__Task objective__
Reproduce the data from its start up to and including the line containing "positive clicks: (632, 220)", changing each "rough mask" to "coarse mask" and leaving everything else intact.

Top of Records to use

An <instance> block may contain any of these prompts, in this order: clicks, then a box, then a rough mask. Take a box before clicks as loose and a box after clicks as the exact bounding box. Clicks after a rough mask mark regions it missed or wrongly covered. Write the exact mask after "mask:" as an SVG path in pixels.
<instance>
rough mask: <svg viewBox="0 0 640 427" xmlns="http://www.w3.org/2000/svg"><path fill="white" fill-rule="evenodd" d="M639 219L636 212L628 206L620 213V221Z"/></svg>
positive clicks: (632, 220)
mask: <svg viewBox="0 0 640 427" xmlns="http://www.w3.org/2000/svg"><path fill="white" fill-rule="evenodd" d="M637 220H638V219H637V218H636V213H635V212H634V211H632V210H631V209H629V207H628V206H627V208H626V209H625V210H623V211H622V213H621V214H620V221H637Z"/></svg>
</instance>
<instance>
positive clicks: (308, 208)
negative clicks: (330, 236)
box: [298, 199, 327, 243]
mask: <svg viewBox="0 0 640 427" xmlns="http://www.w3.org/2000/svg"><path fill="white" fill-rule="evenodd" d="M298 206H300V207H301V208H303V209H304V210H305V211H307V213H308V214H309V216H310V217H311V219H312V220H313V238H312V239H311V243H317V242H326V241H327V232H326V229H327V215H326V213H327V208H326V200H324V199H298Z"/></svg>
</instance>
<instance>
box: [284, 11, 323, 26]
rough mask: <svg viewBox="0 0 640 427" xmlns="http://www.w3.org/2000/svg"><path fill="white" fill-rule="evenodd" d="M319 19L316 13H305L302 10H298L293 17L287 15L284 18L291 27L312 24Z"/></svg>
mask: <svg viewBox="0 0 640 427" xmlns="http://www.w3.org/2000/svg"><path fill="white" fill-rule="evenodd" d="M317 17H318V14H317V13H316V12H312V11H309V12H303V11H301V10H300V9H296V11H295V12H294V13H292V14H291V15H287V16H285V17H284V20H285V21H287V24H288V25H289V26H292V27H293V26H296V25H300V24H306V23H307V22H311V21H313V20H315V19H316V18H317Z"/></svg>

Bottom of Records to use

__Completed exercise__
An <instance> block may contain any of these prompts, in this order: clicks, then a box, then a coarse mask. Take a box before clicks as loose and a box after clicks as the exact bounding box. Clicks after a coarse mask mark regions it missed or wrongly covered. Write the exact mask after "mask:" as an SVG path in pixels.
<instance>
coarse mask: <svg viewBox="0 0 640 427" xmlns="http://www.w3.org/2000/svg"><path fill="white" fill-rule="evenodd" d="M639 219L636 212L628 206L620 213V221Z"/></svg>
positive clicks: (632, 220)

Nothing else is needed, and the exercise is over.